Given information:
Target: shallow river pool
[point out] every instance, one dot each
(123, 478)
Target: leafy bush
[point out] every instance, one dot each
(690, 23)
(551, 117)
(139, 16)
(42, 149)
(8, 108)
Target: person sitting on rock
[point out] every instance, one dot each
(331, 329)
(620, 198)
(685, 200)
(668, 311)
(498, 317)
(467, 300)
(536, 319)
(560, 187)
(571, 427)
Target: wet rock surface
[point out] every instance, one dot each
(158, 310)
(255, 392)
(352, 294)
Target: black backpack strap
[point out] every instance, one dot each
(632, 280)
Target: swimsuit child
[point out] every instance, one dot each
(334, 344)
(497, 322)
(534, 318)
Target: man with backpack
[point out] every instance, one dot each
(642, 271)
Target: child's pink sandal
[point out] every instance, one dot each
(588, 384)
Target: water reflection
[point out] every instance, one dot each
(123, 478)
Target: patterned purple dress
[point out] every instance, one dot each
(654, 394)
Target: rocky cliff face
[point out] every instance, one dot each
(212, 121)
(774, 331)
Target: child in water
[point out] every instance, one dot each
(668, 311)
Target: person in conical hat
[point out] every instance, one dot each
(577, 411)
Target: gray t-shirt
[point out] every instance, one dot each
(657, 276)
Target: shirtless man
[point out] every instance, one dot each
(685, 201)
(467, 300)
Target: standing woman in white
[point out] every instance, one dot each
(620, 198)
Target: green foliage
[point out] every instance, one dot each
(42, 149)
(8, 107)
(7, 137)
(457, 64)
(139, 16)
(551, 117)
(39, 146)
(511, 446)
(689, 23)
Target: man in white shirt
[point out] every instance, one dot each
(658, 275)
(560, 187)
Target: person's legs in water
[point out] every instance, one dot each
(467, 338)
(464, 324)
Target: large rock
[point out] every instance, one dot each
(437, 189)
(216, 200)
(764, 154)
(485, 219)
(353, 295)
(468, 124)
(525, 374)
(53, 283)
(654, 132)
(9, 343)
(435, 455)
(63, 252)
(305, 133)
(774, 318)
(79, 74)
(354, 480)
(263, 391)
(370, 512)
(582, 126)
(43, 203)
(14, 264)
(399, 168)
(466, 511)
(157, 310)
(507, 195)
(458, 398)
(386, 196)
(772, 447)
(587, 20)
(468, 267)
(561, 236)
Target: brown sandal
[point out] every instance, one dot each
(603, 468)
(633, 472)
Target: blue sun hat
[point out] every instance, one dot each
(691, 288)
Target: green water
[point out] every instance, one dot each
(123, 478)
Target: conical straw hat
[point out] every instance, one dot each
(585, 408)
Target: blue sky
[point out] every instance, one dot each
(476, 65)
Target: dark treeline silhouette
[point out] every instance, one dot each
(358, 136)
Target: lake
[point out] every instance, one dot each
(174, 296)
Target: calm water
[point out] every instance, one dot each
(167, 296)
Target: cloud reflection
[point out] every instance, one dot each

Task:
Every line above from the line with "Target: shirtless man" to the line with "Target: green foliage", both included, must be reproduced exactly, and no other line may appear.

Written answer:
Target: shirtless man
[point out] every instance, one dot each
(685, 201)
(467, 300)
Target: standing woman in white
[point out] every instance, one dot each
(620, 198)
Target: green foliage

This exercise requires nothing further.